Excerpts from a detection dataset:
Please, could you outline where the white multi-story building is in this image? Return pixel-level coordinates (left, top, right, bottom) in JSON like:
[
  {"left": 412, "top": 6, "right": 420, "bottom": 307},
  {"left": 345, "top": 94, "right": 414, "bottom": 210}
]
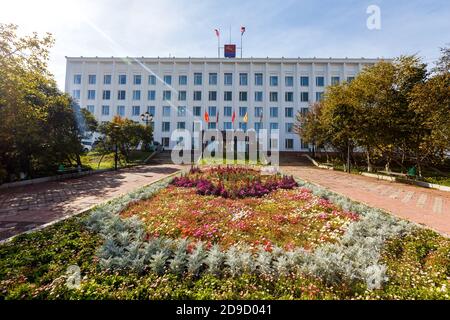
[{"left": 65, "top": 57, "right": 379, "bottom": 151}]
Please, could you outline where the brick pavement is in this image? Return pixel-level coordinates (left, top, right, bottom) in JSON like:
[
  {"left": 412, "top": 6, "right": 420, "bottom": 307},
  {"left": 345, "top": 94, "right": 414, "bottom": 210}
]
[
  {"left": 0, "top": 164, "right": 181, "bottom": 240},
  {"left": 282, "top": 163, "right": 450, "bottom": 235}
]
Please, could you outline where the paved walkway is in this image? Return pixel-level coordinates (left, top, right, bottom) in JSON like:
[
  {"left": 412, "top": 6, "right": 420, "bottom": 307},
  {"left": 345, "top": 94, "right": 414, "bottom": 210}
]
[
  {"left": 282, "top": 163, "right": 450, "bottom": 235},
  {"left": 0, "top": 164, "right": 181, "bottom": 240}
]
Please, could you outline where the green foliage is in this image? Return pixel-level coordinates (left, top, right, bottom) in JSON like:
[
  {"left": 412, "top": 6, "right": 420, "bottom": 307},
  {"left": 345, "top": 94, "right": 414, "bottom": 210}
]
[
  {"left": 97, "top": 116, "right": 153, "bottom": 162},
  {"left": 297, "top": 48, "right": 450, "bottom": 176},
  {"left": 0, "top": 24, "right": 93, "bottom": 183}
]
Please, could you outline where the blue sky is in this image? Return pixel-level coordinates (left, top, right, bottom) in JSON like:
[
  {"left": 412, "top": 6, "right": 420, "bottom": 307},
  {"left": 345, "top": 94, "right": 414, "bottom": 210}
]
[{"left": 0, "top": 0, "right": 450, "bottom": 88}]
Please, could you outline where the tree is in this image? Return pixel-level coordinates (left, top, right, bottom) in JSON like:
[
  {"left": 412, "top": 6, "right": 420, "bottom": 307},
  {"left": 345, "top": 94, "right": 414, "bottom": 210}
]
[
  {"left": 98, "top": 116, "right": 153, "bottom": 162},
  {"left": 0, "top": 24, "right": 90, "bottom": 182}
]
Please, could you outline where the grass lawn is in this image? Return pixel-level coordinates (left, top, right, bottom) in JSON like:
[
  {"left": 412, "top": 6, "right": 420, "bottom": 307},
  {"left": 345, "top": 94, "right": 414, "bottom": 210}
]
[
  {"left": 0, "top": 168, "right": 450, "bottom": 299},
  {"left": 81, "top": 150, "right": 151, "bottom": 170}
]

...

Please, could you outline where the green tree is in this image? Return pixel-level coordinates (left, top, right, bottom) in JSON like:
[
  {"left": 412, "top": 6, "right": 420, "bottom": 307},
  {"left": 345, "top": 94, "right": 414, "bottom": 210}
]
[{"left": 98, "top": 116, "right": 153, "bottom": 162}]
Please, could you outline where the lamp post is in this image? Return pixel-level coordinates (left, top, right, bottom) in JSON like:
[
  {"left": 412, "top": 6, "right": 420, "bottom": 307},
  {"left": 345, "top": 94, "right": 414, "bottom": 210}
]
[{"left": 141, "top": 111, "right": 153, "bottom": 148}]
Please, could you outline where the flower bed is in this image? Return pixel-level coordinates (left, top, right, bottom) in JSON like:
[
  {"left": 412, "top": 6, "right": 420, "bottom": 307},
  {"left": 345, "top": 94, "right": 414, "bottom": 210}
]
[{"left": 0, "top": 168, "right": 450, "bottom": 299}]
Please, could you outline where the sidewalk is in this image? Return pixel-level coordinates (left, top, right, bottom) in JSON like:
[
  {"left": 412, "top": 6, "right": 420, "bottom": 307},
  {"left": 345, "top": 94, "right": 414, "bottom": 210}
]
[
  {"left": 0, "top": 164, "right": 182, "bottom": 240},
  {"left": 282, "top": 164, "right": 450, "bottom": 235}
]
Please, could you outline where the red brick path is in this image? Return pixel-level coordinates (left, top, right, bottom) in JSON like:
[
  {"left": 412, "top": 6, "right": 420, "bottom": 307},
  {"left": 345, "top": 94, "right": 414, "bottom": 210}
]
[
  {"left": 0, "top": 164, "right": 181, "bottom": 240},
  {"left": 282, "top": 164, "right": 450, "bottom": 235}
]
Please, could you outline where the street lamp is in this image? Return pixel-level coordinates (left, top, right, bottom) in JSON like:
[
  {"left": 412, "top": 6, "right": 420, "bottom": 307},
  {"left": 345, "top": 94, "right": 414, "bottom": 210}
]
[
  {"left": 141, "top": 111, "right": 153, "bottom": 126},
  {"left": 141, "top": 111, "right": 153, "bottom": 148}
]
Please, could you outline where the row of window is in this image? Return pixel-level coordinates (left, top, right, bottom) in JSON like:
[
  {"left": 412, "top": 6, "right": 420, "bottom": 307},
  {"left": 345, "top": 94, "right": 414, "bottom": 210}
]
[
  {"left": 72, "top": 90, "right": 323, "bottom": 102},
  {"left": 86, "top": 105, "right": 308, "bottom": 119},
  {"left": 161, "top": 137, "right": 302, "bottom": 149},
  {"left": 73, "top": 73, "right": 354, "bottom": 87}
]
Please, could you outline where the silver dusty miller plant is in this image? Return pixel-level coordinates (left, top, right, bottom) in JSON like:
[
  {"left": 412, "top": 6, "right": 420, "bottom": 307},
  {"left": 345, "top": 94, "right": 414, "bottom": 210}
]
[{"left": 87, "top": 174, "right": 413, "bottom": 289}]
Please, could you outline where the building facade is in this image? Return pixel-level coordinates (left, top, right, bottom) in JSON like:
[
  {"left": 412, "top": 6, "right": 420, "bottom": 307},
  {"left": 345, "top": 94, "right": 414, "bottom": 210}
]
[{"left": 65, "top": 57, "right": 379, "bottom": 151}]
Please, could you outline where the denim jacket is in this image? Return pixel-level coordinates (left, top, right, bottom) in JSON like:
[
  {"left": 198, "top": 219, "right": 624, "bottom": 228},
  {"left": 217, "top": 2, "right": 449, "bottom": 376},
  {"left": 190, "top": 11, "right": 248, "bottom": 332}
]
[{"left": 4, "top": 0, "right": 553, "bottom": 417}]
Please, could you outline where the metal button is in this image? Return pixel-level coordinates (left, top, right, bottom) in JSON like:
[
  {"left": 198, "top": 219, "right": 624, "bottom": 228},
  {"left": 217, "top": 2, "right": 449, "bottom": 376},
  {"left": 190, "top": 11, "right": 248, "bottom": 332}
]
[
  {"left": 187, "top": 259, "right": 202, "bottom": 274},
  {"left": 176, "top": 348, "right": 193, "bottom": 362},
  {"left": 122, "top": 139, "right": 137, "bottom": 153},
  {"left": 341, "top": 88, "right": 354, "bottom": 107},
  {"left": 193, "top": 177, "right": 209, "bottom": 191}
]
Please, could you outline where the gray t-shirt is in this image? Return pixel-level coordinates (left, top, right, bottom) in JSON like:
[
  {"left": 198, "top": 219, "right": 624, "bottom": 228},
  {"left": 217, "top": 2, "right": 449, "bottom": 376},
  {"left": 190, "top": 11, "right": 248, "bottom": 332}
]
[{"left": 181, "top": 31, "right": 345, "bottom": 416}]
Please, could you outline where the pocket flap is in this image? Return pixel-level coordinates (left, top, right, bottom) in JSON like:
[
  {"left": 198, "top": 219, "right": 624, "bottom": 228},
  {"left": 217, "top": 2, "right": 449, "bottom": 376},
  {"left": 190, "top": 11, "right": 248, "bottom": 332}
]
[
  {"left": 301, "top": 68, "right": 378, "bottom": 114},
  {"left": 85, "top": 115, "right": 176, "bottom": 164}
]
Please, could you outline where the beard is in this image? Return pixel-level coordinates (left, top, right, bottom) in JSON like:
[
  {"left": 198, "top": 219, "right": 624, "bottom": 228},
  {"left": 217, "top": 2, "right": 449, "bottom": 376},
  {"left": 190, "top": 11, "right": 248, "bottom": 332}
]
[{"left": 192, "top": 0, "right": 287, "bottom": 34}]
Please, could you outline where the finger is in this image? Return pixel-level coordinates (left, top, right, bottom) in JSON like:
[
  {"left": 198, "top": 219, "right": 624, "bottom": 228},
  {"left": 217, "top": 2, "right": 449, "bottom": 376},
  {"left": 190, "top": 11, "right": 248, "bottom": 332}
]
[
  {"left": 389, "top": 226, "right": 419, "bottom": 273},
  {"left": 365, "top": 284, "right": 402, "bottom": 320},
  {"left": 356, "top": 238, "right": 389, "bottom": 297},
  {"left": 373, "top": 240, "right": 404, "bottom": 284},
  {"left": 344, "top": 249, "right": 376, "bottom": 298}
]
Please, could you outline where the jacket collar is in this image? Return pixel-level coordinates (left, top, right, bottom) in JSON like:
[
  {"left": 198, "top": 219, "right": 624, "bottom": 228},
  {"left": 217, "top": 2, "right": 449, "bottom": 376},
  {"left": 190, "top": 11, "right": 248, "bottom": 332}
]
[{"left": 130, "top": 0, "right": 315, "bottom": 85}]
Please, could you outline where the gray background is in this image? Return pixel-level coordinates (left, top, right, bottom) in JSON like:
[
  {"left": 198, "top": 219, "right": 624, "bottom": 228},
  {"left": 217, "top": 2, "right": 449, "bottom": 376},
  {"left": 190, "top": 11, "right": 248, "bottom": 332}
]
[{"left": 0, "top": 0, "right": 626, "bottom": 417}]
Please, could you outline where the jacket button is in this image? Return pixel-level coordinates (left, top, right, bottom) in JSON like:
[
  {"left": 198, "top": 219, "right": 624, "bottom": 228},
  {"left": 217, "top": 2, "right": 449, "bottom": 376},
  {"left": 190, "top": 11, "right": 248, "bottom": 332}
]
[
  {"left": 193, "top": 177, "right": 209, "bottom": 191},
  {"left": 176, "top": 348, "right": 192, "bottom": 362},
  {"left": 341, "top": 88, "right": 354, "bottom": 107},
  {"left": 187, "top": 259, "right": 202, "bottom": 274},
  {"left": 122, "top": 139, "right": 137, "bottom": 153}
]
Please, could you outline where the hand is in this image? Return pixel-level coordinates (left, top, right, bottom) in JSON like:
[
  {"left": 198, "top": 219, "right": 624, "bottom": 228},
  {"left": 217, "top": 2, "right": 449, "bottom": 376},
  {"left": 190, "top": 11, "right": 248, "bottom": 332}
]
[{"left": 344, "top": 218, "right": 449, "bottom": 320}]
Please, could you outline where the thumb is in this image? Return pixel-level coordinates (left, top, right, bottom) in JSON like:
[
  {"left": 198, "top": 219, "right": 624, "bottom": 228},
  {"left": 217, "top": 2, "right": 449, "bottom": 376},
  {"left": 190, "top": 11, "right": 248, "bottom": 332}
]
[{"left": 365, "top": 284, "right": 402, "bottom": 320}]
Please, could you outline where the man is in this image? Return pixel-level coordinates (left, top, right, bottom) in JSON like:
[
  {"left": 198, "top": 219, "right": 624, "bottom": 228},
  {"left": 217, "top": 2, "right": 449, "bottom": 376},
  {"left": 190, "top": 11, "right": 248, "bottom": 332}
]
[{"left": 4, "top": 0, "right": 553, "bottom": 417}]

...

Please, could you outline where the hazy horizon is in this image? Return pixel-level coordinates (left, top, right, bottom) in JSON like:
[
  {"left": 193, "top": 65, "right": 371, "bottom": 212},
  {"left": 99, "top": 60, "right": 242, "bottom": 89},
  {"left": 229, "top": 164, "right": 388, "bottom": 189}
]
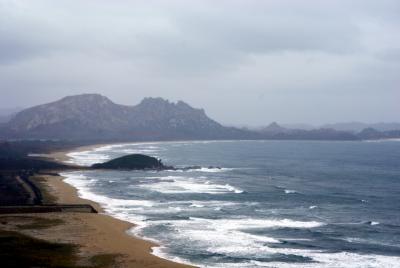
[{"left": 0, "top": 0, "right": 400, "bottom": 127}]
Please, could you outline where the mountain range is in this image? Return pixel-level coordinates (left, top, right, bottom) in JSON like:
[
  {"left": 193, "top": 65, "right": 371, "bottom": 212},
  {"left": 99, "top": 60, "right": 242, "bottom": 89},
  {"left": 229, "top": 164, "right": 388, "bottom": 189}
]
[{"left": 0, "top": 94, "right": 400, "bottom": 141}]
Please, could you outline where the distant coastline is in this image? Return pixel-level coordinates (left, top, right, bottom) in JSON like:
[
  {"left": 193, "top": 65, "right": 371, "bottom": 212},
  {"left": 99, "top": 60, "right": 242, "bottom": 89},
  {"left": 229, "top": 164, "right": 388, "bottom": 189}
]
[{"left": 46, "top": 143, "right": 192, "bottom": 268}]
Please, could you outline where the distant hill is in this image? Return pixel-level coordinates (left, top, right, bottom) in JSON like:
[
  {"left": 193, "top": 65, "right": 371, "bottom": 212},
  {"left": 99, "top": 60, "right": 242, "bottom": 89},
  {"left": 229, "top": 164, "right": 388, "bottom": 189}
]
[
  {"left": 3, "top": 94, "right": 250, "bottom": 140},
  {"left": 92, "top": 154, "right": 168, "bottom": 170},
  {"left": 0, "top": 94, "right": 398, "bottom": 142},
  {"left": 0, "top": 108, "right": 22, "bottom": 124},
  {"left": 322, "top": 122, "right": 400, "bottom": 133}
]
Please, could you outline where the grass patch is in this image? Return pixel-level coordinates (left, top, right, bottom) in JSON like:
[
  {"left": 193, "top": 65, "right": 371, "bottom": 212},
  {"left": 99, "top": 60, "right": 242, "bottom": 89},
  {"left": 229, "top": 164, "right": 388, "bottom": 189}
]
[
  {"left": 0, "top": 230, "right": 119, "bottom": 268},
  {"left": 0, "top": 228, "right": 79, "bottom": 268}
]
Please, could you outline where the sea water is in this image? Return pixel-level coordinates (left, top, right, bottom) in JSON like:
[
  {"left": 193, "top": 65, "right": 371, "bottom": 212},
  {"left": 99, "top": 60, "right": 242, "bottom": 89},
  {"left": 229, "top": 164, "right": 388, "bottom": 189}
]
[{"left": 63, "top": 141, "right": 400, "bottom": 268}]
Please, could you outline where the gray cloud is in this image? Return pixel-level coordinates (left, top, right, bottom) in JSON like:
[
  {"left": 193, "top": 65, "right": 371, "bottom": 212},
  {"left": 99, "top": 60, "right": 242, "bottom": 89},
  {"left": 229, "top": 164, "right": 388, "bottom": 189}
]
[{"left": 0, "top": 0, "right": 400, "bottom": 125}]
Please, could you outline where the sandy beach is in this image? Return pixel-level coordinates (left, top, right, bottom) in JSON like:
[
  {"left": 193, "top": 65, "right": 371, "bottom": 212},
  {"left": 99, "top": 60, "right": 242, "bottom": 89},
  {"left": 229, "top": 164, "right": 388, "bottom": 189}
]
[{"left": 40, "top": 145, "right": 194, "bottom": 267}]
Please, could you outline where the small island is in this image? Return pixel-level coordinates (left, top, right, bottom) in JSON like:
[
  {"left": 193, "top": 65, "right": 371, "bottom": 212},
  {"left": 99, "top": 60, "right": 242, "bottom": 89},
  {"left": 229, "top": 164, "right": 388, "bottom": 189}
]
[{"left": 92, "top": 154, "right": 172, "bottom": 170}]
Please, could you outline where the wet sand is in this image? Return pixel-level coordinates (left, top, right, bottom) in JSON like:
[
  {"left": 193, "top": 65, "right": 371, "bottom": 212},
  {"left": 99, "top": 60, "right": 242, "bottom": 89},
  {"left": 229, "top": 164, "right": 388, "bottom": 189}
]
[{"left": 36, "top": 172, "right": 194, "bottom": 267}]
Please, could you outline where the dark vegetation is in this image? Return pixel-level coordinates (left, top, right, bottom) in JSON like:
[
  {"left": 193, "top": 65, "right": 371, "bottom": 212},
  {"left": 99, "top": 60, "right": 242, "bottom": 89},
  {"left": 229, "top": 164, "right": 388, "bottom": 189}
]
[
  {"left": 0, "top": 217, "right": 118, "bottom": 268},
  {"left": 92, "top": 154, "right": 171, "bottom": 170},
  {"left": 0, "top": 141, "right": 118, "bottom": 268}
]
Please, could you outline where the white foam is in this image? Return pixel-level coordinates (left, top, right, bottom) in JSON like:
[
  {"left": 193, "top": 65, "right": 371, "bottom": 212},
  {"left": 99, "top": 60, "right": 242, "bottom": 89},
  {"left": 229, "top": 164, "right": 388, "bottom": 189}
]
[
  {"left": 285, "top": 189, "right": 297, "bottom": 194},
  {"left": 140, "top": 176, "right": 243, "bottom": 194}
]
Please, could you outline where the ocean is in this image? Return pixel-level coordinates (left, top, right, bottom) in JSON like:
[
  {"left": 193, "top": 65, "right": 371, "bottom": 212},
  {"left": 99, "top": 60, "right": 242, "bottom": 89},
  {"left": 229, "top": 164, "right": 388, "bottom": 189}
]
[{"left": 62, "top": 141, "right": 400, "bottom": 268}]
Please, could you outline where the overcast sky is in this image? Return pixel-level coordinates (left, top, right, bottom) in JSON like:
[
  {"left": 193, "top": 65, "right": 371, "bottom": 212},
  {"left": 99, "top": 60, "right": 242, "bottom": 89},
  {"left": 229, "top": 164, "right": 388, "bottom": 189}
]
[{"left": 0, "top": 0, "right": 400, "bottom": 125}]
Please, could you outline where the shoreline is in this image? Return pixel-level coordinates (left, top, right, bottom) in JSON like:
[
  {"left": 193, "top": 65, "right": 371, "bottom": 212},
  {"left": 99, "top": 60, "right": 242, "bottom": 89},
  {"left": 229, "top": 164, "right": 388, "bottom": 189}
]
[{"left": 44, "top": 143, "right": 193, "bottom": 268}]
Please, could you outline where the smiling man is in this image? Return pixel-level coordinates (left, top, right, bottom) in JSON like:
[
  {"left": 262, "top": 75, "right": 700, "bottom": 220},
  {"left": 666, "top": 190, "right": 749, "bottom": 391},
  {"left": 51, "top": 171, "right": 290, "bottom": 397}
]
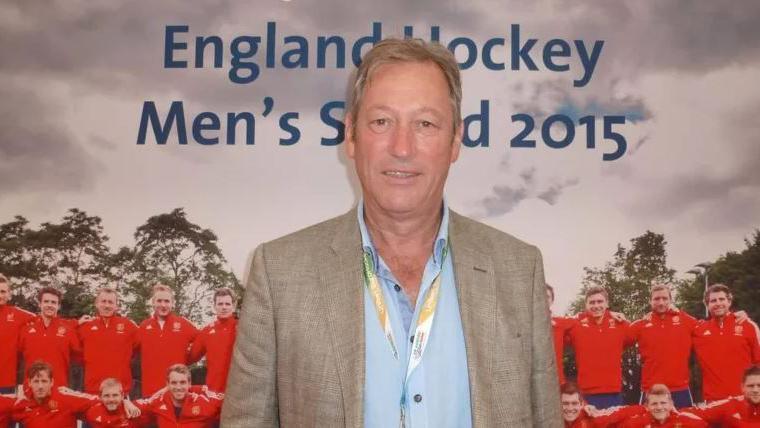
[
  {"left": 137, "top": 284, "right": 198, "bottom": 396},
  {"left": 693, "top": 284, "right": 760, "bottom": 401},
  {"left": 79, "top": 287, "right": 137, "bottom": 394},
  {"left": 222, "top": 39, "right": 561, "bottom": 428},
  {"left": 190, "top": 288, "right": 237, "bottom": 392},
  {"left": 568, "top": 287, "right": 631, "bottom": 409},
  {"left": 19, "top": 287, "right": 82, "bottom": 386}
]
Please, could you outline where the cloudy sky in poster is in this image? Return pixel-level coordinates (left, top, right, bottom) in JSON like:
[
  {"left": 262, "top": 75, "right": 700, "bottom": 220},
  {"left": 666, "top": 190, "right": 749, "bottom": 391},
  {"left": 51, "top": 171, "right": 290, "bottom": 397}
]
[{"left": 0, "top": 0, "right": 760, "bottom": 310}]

- _The request_:
Count the lines of the records above that contain the string "grass", treating case as significant, and reply with the number alone.

- _Final result_:
2